== Provided data ==
------------------------------

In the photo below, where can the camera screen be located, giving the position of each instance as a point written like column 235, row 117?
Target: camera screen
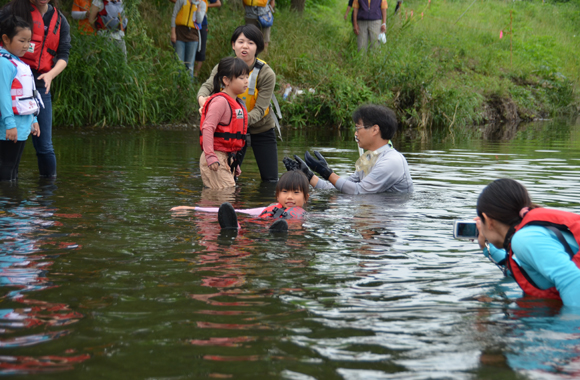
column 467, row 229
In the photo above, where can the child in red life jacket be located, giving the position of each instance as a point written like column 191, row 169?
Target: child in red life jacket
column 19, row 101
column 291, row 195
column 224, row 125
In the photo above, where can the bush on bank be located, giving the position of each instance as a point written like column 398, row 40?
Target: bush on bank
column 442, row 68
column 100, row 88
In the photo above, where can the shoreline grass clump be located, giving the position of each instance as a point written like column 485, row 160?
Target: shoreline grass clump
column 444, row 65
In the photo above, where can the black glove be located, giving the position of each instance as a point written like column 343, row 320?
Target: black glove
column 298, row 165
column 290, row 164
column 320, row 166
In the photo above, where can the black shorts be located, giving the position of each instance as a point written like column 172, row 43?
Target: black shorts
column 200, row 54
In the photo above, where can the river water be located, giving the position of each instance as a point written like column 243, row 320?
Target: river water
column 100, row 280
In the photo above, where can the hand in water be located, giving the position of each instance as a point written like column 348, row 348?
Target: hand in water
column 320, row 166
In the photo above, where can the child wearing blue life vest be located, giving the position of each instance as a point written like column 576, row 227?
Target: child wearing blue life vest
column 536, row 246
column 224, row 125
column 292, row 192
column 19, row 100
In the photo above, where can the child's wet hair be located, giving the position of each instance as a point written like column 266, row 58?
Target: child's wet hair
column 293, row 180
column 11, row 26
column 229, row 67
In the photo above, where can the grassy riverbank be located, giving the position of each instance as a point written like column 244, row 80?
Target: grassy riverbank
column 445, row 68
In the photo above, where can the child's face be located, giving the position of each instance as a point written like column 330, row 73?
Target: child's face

------------------------------

Reproduce every record exactly; images stay out.

== Task answer ==
In the photo below, where can the camera screen be located, giving the position of each instance as a point written like column 235, row 117?
Target: camera screen
column 467, row 229
In the photo above, where can the child in red life jacket be located, giving the position of each instance as a point written like column 191, row 169?
Target: child in red life jacket
column 19, row 101
column 291, row 195
column 224, row 125
In the photo above, where can the bush on bank be located, giving the position of each instance as a point written like column 398, row 40?
Target: bush on bank
column 442, row 68
column 100, row 88
In the photo above, where can the shoreline grass clump be located, giving the position of each instance as a point written like column 485, row 160?
Target: shoreline grass clump
column 444, row 65
In the photo above, where can the black glove be located, giving the position of each instance as a point written like column 343, row 320?
Target: black glove
column 298, row 165
column 290, row 164
column 320, row 166
In the photo above, where can the black shorts be located, giving the position of each instance as a point written like column 172, row 43?
Target: black shorts
column 200, row 54
In the photo above, where can the river water be located, giving the position of each instance as a point written like column 243, row 320?
Target: river water
column 100, row 280
In the photo above, where can the hand in water be located, giving the position of each instance as a point written like column 348, row 348?
Target: hand in water
column 320, row 166
In the photo above, where can the child wearing blue life vest be located, giving the position of each instance as a point written like column 576, row 227?
Target: child wearing blue life vest
column 536, row 246
column 224, row 125
column 292, row 192
column 19, row 100
In the photo above, where can the child's wet hair be located, giving the position of each instance as a point written like column 266, row 58?
Target: child's wet hair
column 293, row 180
column 11, row 26
column 229, row 67
In the photo above, where can the grassy riverbank be located, giving the position of each instance as a point written like column 244, row 80?
Target: grassy riverbank
column 445, row 68
In the photo above, where can the child's face be located, giving the position of each instance as a point written like column 330, row 73?
Target: child's face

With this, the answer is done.